Local veteran finds new healing with ketamine assisted psychotherapy

Published: Feb. 9, 2023 at 10:25 PM CST|Updated: Feb. 9, 2023 at 10:30 PM CST

KANSAS CITY, Mo. (KCTV) - A local veteran from North Kansas City is finding new healing from what is usually thought of as an illegal party drug.

Crystal Clark said ketamine assisted psychotherapy, or KAP, sessions are changing her life. She invited KCTV5 to attend a session.

“It’s just this feeling of expansion,” Clark said.

Clark is an Army Veteran and former defense contractor for the Army. She served two tours to Iraq, one in 2004 and 2008. She served as a defense contractor following her service, mostly in Afghanistan.

“When I came home from Afghanistan in 2014, I just more or less had a breakdown,” said Clark.

Clark is an Army National Guard Veteran. She served on and off in the Middle East for 10 years.(Provided to KCTV5 News)

Like many of whom return from the war zone, she suffered from intense anger and anxiety -- PTSD.

Point-per-instance localization data
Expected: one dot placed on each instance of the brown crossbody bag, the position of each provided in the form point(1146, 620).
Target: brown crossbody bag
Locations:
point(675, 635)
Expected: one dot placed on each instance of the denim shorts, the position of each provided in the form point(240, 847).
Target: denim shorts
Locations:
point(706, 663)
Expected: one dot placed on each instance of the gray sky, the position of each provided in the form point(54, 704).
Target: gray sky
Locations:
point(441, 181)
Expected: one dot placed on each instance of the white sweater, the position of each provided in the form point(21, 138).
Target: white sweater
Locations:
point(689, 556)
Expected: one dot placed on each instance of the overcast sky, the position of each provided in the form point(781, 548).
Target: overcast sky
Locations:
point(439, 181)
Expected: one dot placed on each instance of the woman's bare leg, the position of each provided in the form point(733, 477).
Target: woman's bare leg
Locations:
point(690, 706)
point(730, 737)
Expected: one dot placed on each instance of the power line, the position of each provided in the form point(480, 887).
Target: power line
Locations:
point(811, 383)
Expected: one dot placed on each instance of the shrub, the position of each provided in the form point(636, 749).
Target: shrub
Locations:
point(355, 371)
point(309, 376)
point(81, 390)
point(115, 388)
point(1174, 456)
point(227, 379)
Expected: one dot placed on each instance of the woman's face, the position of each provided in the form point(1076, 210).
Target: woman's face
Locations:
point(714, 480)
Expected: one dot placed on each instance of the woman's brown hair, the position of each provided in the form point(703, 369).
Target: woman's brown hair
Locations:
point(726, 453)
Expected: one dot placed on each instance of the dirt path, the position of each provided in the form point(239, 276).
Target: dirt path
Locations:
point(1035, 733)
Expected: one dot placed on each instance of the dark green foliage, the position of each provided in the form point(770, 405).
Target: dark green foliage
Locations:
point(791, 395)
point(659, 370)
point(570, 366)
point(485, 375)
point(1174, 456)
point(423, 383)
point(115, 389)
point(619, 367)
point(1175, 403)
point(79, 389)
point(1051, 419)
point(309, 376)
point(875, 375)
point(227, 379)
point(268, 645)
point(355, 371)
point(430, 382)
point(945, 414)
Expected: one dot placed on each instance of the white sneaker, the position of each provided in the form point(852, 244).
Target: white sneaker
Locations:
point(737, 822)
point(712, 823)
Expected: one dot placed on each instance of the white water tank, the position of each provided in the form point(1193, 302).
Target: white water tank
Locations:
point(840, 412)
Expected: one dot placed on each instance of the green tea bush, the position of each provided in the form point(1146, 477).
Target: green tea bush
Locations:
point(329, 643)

> [Work instructions]:
[a] Reproduce the ketamine therapy article word for word from "Published: Feb. 9, 2023" to "to KCTV5 News)".
[b] Write the next part of the ketamine therapy article, picking up right after its final sentence.
The listing has no connection to the ketamine therapy article.

> [Answers to each task]:
[a]
Published: Feb. 9, 2023 at 10:25 PM CST|Updated: Feb. 9, 2023 at 10:30 PM CST

KANSAS CITY, Mo. (KCTV) - A local veteran from North Kansas City is finding new healing from what is usually thought of as an illegal party drug.

Crystal Clark said ketamine assisted psychotherapy, or KAP, sessions are changing her life. She invited KCTV5 to attend a session.

“It’s just this feeling of expansion,” Clark said.

Clark is an Army Veteran and former defense contractor for the Army. She served two tours to Iraq, one in 2004 and 2008. She served as a defense contractor following her service, mostly in Afghanistan.

“When I came home from Afghanistan in 2014, I just more or less had a breakdown,” said Clark.

Clark is an Army National Guard Veteran. She served on and off in the Middle East for 10 years.(Provided to KCTV5 News)

[b]
“I had a deep fear of being judged,” Clark said. “I would filter everything I said through three layers.”

Clark even turned to drugs to cope after returning home from her first tour in Iraq in 2005.

“Cocaine was my go-to,” she said. “It was just a way to numb out.”

She even considered giving up.

“I didn’t want to die, but I was exhausted,” the veteran said. “I wanted my anxiety to stop.”

She tried everything from medication to traditional therapy. Eventually, she landed at the door of Anne Bethune at KAP KC.

“Your mind is the medicine,” Bethune said.

Bethune is a clinical social worker who was one of the first in the Midwest to offer KAP sessions.

“It was just this sense of, ‘We have to do better if there’s something out there, something that can help more people,’” Bethune said.

Born out of the 1960s, ketamine was used as a battlefield anesthetic in Vietnam and Afghanistan. The ketamine works as a portal, allowing clients to enter into what’s called a stream of consciousness.

“It’s a trip. You can feel like you’re out of body, you’re moving through air,” Bethune explained. “They know they’re here but they’re very much in their head.”

It’s unclear how ketamine works, but it is believed to boost feel-good chemicals. Studies show it allows the brain to form neural pathways, and create new habits and behaviors.

“It gives you access to the possibility that you can be free from these limiting beliefs, you can feel connected to something bigger than yourself that feels hopeful,” Bethune said.

Bethune said unlocking that hope provides the mindset for a clean slate.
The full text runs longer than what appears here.